◆ TASK DIRECTIONS: Reproduce the lines of the rows verbatim, from the first line through the line containing "positive clicks: (37, 132) (84, 79)", and output nothing else.

** DATA EXCERPTS follows **

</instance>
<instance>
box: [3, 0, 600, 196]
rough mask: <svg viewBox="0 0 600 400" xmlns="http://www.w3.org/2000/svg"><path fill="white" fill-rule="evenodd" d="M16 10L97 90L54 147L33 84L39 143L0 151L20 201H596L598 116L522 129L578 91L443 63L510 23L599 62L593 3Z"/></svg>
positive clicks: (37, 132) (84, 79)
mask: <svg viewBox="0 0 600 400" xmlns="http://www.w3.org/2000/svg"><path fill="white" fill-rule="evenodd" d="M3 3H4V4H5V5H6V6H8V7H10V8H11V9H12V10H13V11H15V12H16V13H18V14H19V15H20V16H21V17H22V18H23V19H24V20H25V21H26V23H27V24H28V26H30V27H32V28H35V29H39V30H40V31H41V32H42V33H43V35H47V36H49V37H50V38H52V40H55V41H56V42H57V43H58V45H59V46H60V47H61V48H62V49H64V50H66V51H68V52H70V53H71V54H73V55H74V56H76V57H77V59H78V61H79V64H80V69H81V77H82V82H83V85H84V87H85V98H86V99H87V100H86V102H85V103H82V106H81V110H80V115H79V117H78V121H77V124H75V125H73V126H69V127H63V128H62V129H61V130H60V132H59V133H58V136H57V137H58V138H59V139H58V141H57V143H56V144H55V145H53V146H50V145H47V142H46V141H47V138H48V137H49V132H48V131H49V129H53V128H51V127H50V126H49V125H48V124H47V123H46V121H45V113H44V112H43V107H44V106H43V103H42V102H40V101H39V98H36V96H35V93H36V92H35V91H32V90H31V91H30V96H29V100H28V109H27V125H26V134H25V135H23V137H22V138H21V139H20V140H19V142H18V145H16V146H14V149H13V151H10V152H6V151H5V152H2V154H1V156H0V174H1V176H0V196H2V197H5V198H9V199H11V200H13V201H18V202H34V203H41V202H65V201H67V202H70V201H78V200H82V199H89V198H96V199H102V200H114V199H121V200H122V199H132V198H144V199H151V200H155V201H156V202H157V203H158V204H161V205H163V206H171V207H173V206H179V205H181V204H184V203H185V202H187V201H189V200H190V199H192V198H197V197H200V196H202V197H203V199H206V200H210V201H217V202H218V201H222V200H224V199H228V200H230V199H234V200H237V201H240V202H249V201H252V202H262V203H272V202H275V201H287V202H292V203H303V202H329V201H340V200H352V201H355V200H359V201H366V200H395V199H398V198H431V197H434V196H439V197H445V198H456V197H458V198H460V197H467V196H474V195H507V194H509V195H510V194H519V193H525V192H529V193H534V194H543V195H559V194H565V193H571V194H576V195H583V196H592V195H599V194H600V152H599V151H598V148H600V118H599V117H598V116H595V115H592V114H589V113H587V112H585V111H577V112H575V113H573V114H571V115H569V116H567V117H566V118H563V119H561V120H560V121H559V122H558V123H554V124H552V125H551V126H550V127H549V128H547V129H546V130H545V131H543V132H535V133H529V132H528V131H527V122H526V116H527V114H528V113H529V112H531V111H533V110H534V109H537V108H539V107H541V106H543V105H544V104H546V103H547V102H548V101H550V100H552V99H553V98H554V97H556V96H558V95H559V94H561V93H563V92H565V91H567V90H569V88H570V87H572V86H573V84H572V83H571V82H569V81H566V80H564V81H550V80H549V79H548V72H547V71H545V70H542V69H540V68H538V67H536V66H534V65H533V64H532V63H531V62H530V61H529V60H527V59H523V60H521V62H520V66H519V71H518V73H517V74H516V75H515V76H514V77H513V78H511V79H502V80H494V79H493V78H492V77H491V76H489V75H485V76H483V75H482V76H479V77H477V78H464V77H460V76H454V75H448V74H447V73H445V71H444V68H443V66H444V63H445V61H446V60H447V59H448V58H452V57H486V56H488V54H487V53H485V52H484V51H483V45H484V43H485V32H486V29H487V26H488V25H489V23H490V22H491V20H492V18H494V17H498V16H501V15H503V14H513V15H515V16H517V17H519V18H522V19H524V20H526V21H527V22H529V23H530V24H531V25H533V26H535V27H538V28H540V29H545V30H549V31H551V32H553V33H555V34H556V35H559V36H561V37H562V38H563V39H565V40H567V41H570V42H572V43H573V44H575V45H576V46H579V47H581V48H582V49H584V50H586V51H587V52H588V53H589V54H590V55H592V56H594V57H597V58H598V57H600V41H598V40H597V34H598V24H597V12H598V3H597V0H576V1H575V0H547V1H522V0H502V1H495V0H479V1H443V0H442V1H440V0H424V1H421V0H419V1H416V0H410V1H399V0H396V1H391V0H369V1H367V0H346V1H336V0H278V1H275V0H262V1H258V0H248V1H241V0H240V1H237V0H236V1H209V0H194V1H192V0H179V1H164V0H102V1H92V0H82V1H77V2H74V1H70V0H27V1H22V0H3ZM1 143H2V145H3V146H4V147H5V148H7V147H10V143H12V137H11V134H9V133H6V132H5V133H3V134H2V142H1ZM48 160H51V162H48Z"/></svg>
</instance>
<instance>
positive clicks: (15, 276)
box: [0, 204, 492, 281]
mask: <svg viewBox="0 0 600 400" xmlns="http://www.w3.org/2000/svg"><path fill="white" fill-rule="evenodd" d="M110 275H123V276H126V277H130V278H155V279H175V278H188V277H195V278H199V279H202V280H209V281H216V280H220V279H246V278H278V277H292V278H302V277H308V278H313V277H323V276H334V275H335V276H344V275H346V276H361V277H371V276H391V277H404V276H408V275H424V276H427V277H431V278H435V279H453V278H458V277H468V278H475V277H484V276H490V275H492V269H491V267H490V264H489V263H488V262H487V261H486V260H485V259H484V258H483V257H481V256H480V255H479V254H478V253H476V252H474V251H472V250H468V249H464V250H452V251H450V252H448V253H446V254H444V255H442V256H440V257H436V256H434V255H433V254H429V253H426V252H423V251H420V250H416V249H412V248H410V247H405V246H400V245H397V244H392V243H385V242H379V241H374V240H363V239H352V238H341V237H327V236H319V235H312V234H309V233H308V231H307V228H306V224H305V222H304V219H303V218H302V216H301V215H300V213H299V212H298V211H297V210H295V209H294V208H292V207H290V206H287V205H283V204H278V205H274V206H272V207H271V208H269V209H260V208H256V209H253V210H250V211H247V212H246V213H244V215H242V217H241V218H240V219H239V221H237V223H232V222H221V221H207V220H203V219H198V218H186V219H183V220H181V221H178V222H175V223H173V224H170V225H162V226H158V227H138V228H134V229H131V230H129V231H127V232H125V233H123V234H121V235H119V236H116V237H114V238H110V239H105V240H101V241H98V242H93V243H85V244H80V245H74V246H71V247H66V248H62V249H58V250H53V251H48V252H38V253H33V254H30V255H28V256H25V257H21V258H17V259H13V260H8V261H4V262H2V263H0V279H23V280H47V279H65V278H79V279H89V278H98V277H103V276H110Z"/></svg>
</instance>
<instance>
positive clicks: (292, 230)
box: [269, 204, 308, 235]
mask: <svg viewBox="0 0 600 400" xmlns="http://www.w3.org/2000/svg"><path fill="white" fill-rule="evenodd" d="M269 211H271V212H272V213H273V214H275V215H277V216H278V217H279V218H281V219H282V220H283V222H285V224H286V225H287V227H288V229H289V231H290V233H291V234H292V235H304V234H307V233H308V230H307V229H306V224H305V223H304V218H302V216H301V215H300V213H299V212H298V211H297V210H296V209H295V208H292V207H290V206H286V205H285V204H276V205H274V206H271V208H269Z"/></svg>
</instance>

** End of DATA EXCERPTS **

◆ REPLY TO THE EXERCISE:
</instance>
<instance>
box: [3, 0, 600, 196]
rough mask: <svg viewBox="0 0 600 400" xmlns="http://www.w3.org/2000/svg"><path fill="white" fill-rule="evenodd" d="M16 10L97 90L54 147L33 84L39 143L0 151L20 201H596L598 116L522 129L578 91L443 63L510 23L599 62L593 3Z"/></svg>
positive clicks: (37, 132) (84, 79)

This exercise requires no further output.